▸ **Task**
The line containing "Point out dark" and every line after it, through the end of the records below: repeat them exactly, nothing more.
[[ Source records, beginning ]]
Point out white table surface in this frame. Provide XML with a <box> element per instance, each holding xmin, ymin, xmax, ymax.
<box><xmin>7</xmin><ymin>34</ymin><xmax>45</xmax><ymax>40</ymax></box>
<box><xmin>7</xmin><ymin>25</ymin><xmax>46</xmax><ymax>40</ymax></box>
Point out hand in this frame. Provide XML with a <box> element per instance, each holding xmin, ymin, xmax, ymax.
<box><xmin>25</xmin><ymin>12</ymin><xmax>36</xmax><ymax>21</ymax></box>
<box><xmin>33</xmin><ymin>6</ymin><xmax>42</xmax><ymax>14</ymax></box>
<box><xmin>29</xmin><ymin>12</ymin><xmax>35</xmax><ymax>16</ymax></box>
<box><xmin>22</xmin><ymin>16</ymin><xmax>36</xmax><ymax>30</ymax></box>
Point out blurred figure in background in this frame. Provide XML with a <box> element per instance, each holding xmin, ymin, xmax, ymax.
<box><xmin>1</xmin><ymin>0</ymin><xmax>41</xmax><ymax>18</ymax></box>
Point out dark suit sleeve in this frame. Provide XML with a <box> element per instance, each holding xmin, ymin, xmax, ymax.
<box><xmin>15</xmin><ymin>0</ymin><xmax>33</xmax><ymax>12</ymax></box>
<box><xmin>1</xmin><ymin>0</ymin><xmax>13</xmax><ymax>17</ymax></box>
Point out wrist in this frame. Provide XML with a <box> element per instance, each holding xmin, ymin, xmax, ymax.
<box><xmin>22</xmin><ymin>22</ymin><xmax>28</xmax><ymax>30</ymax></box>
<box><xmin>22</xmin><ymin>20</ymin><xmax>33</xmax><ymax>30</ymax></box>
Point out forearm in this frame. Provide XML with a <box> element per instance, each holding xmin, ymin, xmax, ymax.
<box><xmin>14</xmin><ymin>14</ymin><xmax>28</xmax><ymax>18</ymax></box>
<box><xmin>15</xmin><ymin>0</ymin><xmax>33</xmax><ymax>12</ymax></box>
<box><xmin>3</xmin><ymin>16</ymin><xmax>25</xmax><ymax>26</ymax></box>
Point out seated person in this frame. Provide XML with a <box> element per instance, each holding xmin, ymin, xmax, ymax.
[[ Source records, end ]]
▸ **Reply**
Point out dark suit sleeve in this frame. Provide XML with a <box> element per instance, each holding xmin, ymin, xmax, ymax.
<box><xmin>15</xmin><ymin>0</ymin><xmax>33</xmax><ymax>12</ymax></box>
<box><xmin>1</xmin><ymin>0</ymin><xmax>13</xmax><ymax>17</ymax></box>
Point out wrist in this frame. Provide XML with a <box> element per instance, each holding xmin, ymin, xmax, ymax.
<box><xmin>22</xmin><ymin>22</ymin><xmax>28</xmax><ymax>30</ymax></box>
<box><xmin>22</xmin><ymin>20</ymin><xmax>33</xmax><ymax>30</ymax></box>
Point out forearm in this frame. Provide XML with a <box> element per instance, each holding xmin, ymin, xmax, ymax.
<box><xmin>14</xmin><ymin>14</ymin><xmax>28</xmax><ymax>18</ymax></box>
<box><xmin>15</xmin><ymin>0</ymin><xmax>33</xmax><ymax>12</ymax></box>
<box><xmin>3</xmin><ymin>16</ymin><xmax>25</xmax><ymax>26</ymax></box>
Point out seated person in this frame. Provide XML with a <box> element per instance, each holding xmin, ymin, xmax, ymax.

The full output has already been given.